▸ PASSAGE FOR REVIEW:
────────────────────
At times slow and predictable, the film aims to appeal to Gen Z audiences by embracing the vintage aesthetic: grainy filters, polaroids, worn leather jackets, and neon diner lights. It depicts Utah as one giant ghost town, which it is for Rodrigo. These are the places Rodrigo fell both in and out of love with, which is clear through director Stacy Lee’s creative decisions that romanticize the great American road trip through shots of desert landscapes, vacant gas stations, dated motel rooms, and even public restrooms. But the emphasis on the mundane borders on comical: one can picture an entire camera crew crowding into cramped gas station bathrooms to film moments of self-reflection.

Despite these shortcomings, “driving home 2 u” masterfully conveys the inner turmoil that comes with the songwriting process on the world stage. Footage of Rodrigo’s conversations with producer Dan Nigro demonstrates the attention to detail that goes into every aspect of production. Rodrigo shares her first drafts of hit songs like “drivers license,” describing the conflicting feelings of pride and self-doubt that come with releasing music. Although many scenes are clearly scripted, Rodrigo possesses a rare and genuine relatability that is present in her thoughtful narration. She discusses the struggles shared by young women around the world, from experiencing first heartbreaks to coping with unrealistic beauty standards promoted by social media. Rodrigo provides audiences with insight into what “SOUR” means to her, explaining that when “it felt like [her] world was ending almost everyday,” writing songs allowed her to create a friend for herself.
────────────────────
▸ AVAILABLE DATA:
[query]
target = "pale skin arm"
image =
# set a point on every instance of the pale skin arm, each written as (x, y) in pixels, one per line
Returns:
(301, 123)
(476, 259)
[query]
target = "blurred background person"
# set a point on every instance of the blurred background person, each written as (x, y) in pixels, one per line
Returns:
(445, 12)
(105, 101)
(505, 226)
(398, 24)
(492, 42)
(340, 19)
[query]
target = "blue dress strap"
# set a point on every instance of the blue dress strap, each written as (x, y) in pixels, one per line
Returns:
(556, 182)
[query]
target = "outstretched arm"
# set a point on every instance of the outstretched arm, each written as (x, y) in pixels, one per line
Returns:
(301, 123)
────────────────────
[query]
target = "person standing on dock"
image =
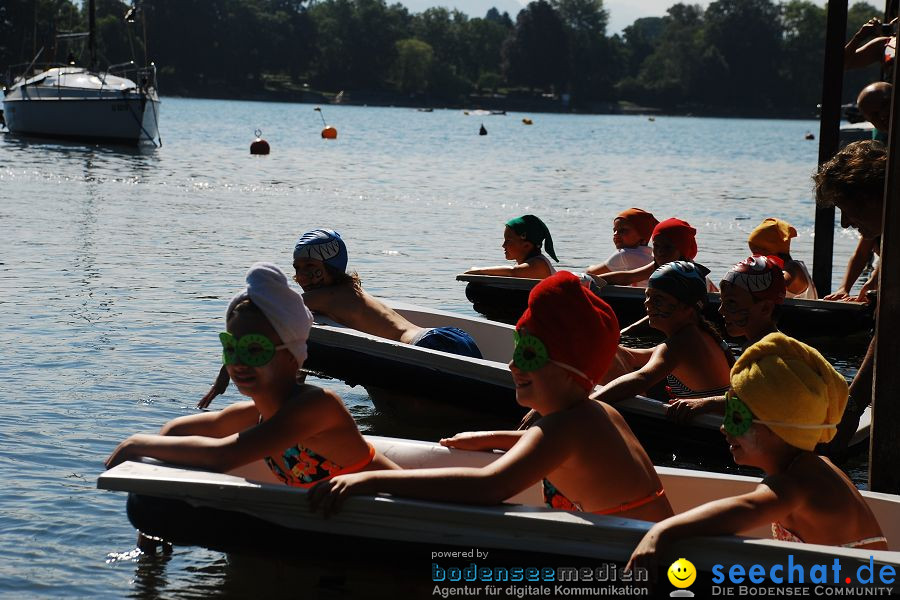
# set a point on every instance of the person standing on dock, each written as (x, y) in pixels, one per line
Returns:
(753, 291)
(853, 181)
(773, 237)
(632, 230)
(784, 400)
────────────────────
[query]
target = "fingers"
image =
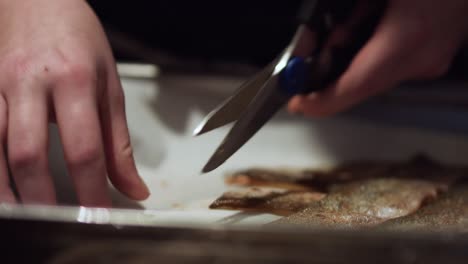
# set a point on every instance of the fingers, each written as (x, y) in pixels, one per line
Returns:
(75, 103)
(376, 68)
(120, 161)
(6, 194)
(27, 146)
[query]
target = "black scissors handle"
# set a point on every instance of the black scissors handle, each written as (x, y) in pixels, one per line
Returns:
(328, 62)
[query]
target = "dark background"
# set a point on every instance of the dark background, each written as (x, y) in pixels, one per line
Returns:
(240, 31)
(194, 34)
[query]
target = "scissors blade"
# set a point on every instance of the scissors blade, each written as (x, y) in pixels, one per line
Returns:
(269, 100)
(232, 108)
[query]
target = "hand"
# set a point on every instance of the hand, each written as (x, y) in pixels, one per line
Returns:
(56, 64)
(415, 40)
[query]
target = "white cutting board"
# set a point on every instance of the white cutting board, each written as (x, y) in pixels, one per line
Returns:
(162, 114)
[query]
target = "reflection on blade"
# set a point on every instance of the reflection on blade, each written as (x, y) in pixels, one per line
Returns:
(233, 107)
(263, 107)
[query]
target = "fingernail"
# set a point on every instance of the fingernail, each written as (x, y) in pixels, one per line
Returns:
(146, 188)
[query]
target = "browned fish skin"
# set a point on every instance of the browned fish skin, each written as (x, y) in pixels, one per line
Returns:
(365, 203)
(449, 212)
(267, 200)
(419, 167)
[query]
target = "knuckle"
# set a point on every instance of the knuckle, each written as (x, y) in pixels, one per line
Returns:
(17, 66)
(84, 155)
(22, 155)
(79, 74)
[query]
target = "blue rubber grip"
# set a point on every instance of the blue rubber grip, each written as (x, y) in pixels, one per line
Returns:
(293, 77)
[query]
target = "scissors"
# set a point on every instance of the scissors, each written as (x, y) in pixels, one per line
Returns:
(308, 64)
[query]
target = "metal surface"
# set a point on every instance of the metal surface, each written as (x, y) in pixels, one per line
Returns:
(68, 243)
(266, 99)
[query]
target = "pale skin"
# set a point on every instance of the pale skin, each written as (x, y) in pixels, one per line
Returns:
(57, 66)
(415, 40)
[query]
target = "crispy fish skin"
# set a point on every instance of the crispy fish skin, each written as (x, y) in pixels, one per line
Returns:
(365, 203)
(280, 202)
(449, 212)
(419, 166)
────────────────────
▸ REQUIRED ACTIONS:
**1)** Who directed the film, according to the review?
**2)** Duplicate everything in the review from "At times slow" down to "moments of self-reflection.".
The listing comes from a source separate from the review.

▸ TASK-BY-TASK RESULTS:
**1)** Stacy Lee directed the film.

**2)**
At times slow and predictable, the film aims to appeal to Gen Z audiences by embracing the vintage aesthetic: grainy filters, polaroids, worn leather jackets, and neon diner lights. It depicts Utah as one giant ghost town, which it is for Rodrigo. These are the places Rodrigo fell both in and out of love with, which is clear through director Stacy Lee’s creative decisions that romanticize the great American road trip through shots of desert landscapes, vacant gas stations, dated motel rooms, and even public restrooms. But the emphasis on the mundane borders on comical: one can picture an entire camera crew crowding into cramped gas station bathrooms to film moments of self-reflection.